● **Problem requirements**: Find the line that contains "Where can you see the camera". Then set down that line and all the lines after it, to the end of the records, exactly and with nothing added.

(Position annotation records)
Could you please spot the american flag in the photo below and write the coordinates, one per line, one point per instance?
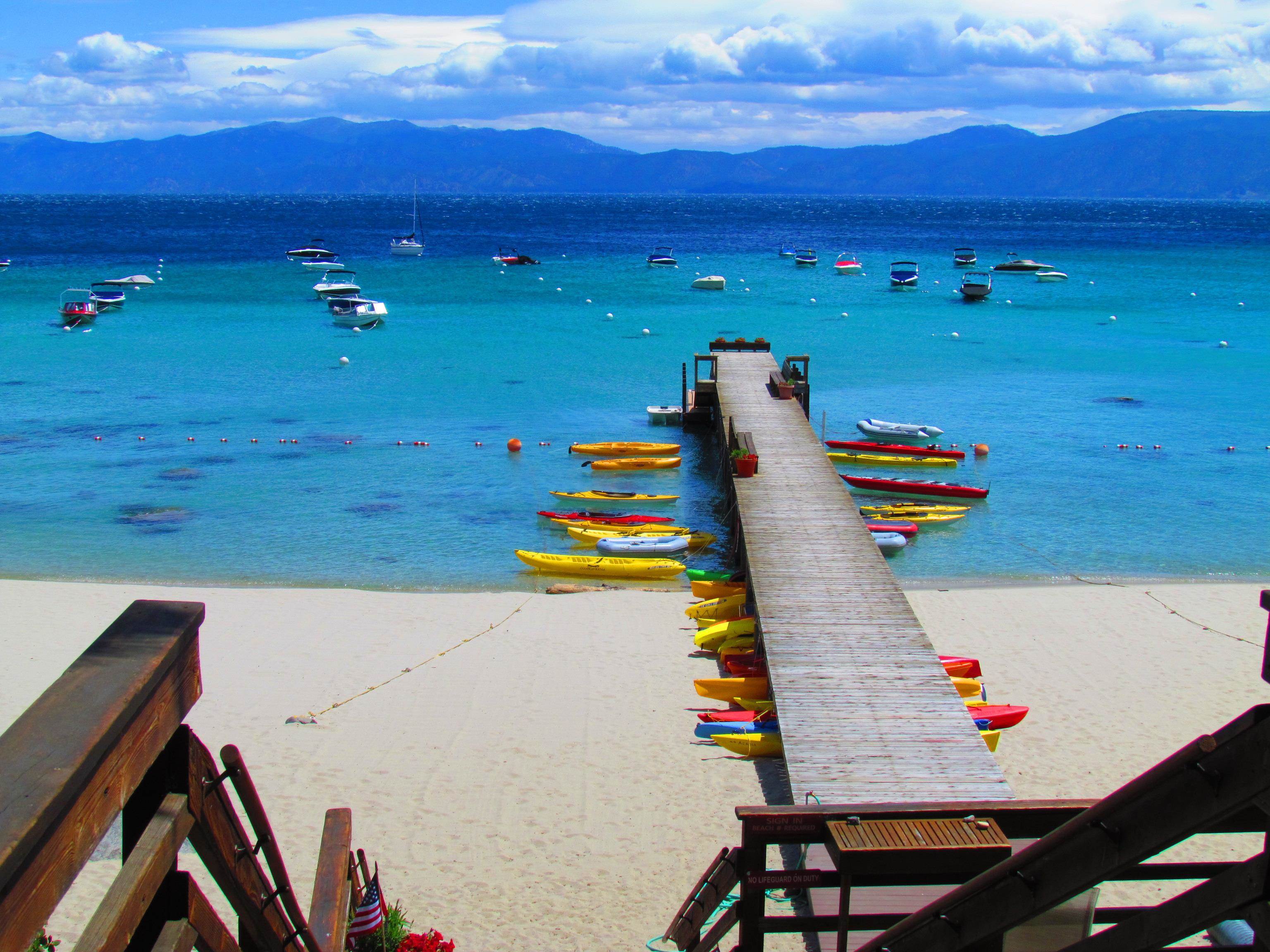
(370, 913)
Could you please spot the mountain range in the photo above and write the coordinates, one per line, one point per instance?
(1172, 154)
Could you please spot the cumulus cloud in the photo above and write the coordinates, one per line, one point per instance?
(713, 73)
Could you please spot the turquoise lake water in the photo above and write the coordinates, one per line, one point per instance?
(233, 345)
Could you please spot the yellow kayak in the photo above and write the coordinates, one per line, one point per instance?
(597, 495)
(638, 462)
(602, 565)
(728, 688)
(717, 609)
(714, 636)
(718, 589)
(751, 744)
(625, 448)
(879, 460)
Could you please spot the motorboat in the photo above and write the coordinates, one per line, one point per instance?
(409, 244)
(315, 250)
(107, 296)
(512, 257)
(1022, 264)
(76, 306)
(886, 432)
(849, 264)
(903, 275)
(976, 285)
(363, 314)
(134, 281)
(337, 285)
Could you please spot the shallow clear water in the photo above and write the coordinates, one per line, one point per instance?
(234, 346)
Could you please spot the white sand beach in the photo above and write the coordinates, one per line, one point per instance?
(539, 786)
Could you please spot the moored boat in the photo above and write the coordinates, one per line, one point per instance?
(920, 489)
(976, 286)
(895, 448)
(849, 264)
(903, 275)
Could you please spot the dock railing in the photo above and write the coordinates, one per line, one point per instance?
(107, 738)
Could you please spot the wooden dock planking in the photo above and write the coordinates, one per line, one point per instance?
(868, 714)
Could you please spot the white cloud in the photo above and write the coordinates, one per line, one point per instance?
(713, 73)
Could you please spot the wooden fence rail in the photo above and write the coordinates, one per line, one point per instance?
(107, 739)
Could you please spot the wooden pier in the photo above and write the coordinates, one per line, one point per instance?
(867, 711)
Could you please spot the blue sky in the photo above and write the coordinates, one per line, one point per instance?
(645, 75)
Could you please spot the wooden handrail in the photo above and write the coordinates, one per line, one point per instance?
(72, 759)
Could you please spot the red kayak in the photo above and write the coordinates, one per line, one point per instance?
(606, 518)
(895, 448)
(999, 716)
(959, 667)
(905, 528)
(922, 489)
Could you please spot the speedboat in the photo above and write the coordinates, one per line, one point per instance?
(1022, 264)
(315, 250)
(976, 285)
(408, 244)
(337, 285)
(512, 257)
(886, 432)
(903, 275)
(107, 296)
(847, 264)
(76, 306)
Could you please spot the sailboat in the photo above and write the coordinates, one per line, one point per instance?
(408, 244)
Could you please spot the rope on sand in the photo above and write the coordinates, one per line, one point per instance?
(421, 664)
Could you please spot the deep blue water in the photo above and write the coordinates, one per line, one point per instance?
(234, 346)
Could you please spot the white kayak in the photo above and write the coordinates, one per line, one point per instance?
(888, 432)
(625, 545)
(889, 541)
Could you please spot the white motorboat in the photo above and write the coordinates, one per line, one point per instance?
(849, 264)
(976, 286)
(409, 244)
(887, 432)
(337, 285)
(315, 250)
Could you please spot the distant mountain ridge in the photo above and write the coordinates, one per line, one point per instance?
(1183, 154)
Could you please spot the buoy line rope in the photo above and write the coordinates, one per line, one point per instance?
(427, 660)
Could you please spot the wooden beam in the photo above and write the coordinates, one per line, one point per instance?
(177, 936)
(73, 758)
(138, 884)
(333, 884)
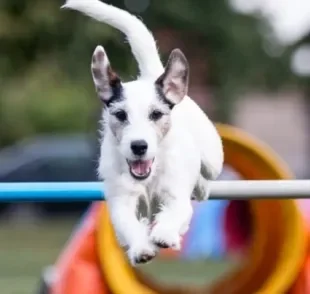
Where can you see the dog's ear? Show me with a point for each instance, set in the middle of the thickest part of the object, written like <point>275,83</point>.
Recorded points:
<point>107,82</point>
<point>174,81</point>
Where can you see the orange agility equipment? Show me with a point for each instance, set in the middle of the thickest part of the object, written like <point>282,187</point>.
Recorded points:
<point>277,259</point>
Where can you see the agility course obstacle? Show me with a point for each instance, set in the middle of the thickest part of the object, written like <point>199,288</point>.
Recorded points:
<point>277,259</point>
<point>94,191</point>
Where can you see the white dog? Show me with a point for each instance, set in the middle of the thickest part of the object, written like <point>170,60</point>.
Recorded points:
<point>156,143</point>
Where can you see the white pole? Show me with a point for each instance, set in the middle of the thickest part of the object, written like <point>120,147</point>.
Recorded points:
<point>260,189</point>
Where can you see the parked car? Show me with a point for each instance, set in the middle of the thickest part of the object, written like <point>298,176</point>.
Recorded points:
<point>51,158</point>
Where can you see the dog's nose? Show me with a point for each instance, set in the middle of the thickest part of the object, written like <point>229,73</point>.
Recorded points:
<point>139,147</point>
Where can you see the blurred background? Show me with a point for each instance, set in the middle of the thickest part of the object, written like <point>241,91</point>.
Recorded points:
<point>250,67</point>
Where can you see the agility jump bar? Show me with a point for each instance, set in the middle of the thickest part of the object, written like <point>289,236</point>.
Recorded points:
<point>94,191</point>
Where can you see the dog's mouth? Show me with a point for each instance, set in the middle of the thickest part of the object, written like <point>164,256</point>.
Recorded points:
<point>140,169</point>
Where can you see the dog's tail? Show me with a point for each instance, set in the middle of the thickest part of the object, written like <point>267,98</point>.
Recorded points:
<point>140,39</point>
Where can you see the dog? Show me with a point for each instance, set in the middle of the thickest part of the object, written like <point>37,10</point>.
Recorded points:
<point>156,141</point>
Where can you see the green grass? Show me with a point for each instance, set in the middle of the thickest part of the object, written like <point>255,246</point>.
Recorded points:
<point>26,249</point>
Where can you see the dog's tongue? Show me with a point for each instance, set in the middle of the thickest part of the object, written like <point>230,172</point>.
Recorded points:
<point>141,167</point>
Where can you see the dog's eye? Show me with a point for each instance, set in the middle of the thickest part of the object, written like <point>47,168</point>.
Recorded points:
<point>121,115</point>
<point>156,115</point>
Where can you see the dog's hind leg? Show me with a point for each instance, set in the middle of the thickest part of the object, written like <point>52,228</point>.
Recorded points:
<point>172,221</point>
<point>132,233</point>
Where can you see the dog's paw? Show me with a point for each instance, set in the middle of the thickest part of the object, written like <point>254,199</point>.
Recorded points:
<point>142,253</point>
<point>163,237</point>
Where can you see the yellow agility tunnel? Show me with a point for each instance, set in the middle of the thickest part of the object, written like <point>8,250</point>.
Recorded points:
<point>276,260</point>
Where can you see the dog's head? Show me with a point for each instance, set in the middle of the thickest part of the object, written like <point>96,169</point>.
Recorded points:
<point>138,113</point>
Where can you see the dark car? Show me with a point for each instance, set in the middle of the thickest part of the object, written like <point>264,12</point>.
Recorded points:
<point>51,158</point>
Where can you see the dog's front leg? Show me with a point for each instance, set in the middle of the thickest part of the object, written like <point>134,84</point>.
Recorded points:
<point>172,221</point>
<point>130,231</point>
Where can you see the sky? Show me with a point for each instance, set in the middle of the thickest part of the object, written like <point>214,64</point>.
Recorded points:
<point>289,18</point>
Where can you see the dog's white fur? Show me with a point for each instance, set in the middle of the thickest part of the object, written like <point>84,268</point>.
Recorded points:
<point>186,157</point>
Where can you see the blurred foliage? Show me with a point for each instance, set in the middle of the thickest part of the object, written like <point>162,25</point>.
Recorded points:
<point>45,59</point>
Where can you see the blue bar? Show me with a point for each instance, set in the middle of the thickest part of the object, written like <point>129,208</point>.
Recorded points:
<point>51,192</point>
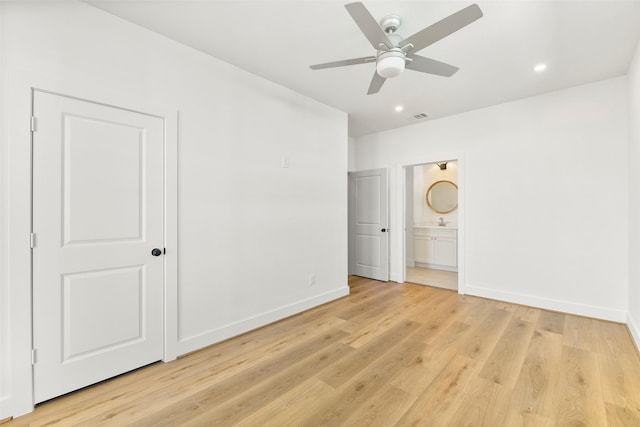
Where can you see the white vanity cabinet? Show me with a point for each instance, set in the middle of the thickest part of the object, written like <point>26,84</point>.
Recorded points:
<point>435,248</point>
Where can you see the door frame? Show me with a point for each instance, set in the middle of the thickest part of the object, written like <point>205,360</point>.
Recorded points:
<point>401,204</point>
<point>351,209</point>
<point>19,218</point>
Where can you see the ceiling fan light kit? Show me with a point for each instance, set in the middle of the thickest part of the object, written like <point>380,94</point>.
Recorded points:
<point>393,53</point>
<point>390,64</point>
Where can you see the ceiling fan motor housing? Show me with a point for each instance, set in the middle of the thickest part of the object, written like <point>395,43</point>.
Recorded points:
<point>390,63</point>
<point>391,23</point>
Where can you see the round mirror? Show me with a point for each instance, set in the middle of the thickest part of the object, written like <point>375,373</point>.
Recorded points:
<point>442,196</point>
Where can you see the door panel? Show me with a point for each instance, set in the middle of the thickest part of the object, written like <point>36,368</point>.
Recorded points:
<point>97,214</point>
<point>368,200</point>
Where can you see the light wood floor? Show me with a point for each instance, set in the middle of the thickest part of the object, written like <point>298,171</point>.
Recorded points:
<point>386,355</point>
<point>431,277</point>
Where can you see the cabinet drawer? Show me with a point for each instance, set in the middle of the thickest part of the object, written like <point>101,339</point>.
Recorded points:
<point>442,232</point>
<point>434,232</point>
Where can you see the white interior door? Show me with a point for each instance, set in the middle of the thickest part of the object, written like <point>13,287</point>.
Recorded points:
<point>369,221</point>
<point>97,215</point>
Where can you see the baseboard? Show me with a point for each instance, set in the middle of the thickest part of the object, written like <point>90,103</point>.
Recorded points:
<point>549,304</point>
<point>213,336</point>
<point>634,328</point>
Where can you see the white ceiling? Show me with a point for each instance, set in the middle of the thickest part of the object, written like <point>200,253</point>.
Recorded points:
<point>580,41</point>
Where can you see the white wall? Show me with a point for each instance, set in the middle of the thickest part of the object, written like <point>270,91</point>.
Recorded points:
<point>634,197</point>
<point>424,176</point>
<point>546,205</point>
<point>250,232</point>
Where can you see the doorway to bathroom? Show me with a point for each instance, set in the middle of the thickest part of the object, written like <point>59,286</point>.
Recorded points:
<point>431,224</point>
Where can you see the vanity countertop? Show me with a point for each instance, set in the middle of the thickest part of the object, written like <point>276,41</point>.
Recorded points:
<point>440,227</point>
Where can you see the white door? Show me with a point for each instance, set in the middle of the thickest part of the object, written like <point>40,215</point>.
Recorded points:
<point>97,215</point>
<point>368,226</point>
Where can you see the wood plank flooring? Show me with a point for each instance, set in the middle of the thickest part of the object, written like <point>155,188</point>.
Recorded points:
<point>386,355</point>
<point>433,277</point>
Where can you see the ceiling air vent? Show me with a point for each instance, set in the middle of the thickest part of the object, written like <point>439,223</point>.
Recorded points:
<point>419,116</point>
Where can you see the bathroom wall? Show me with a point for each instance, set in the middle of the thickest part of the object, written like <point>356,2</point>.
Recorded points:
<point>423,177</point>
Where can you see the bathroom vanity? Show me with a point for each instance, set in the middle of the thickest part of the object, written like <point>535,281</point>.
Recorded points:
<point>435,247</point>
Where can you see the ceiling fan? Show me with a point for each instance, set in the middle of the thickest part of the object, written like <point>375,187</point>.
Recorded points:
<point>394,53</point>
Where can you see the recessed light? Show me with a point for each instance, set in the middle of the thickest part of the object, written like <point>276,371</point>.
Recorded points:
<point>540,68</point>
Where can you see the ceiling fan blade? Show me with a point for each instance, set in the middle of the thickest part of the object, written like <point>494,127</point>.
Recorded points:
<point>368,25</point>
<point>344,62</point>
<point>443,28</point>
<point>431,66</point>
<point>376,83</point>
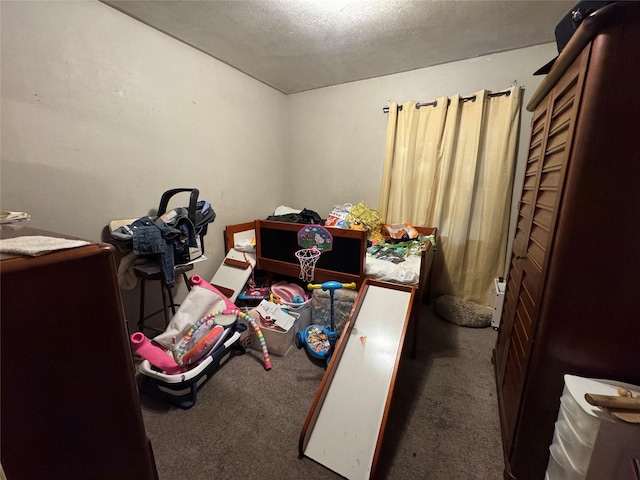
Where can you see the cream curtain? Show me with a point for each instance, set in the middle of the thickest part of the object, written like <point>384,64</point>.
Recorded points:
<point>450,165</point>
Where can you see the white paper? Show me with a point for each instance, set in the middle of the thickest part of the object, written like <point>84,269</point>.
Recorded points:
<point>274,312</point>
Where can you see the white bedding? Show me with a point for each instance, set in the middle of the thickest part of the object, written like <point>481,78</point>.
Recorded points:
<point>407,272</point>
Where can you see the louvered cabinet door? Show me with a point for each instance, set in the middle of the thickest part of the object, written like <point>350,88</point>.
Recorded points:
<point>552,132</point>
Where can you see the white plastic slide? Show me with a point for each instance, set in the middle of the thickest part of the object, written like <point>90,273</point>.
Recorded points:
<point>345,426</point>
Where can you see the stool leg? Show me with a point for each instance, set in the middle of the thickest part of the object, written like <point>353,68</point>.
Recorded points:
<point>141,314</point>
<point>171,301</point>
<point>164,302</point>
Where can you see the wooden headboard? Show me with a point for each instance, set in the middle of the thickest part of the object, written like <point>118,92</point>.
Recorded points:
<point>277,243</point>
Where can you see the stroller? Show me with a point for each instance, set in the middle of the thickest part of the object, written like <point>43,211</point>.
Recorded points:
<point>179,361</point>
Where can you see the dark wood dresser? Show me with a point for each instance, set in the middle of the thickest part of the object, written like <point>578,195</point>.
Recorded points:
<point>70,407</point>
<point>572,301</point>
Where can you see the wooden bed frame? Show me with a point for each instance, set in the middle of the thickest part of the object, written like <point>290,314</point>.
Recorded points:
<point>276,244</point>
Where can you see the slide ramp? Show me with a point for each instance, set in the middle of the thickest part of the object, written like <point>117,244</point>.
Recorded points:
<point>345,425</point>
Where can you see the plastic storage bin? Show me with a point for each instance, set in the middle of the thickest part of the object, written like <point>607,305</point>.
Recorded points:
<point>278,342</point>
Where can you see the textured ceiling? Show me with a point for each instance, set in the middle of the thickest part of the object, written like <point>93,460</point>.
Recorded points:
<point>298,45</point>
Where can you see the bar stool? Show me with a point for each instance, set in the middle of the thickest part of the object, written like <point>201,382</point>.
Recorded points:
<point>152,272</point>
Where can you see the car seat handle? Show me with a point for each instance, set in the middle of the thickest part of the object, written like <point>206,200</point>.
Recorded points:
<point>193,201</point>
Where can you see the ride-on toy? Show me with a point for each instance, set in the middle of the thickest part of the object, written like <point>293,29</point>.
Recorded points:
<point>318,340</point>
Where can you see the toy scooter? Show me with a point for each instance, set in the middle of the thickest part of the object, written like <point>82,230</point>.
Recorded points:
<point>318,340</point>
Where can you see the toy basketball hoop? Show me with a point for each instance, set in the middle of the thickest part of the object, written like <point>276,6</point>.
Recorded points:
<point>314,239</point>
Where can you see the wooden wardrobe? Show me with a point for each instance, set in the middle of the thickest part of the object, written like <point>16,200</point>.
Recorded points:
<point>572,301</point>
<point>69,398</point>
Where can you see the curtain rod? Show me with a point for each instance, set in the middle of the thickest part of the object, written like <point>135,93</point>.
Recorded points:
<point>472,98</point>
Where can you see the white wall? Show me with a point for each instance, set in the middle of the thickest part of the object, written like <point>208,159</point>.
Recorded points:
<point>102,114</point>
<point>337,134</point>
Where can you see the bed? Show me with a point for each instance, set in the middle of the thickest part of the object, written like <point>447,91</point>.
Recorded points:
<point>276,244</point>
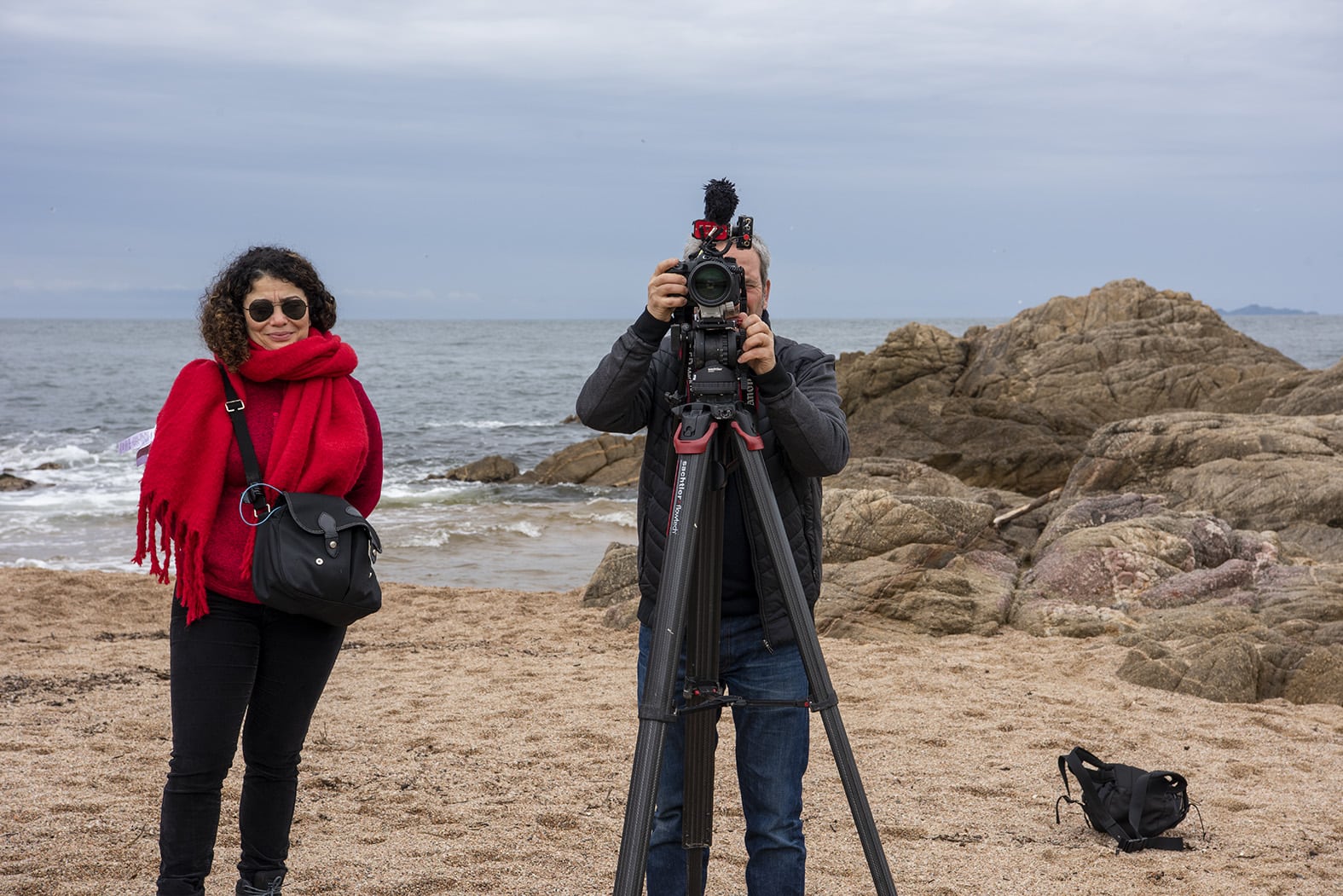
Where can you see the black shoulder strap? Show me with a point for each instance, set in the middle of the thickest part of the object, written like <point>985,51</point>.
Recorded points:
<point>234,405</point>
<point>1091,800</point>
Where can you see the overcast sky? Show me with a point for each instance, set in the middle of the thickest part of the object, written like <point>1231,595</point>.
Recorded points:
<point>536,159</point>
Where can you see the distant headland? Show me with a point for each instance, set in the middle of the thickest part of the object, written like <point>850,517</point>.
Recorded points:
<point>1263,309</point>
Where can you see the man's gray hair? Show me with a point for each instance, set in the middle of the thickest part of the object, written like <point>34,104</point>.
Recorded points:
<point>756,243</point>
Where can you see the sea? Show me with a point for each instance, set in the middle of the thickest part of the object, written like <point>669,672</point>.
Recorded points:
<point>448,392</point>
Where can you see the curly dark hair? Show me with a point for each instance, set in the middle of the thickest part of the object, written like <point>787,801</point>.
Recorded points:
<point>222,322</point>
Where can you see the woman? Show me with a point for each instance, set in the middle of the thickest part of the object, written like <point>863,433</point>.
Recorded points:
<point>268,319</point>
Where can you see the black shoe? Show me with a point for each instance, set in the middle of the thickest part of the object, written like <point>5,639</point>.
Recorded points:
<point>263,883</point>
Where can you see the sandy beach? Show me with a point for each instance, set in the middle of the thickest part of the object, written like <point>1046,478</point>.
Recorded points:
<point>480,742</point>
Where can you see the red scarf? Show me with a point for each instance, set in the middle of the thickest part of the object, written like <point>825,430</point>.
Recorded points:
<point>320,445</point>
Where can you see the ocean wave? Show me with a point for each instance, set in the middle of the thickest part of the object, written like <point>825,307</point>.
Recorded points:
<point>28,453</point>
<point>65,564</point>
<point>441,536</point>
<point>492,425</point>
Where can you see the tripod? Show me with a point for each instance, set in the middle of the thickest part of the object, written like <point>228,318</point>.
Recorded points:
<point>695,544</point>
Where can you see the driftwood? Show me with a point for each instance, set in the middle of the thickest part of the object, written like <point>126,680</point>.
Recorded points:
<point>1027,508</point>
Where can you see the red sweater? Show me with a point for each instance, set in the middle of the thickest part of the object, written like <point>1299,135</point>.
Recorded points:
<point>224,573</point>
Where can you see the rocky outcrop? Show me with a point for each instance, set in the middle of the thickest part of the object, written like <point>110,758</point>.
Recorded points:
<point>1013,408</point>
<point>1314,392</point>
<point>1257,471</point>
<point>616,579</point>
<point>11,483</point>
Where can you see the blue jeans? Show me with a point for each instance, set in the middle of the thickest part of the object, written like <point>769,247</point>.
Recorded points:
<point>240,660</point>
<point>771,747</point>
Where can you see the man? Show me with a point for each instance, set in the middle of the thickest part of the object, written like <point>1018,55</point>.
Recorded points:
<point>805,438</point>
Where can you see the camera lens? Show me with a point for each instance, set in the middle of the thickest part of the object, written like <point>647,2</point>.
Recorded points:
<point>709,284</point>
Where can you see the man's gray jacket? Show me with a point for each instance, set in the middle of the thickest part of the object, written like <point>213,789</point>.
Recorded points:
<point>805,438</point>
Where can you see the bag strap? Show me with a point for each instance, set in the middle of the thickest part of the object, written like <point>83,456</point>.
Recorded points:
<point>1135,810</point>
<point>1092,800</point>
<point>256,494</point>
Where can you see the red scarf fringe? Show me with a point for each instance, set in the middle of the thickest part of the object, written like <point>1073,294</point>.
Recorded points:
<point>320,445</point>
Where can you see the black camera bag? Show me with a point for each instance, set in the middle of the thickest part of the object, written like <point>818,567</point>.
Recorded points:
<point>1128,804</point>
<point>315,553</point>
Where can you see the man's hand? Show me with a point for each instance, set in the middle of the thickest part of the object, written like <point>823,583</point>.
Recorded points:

● **Task solution**:
Where can you see the camera lens? Show me with a point for each instance, set in the middle of the thickest part of the object, written like <point>647,2</point>.
Recorded points:
<point>709,284</point>
Where can you see the man's gray jacket? Show me with a point for each instance, set in the middle of the thickest part of the object, written like <point>213,789</point>.
Recorded points:
<point>805,438</point>
Where can you see the bag strap? Show me with a point for each instance, set in the middle of the thickest part of the object, written like <point>83,456</point>.
Recorded points:
<point>1135,810</point>
<point>1092,800</point>
<point>256,494</point>
Where can you see the red scarf fringe? Show me with a point for each instance, set in the middle of the thickest part of the object, written like <point>1073,294</point>.
Recorded points:
<point>320,445</point>
Where can you see the black camera bag? Show me with a point for each instance, set in the middle of the thickest part of the object, written like <point>818,567</point>.
Recorded points:
<point>1128,804</point>
<point>315,553</point>
Where can you see the man's hand? Show me with a point for each instance, set in the middle of the thickest part of the object, written like <point>823,583</point>.
Recorded points:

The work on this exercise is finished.